== Data shown ==
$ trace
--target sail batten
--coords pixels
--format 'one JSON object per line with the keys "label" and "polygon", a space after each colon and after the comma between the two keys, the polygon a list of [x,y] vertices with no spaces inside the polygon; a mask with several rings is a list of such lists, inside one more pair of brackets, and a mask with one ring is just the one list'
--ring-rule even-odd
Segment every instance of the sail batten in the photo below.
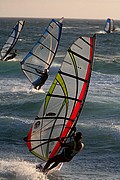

== Work to complete ==
Work out how many lines of the records contain the word "batten". Give that number and nothing more.

== Worked solution ==
2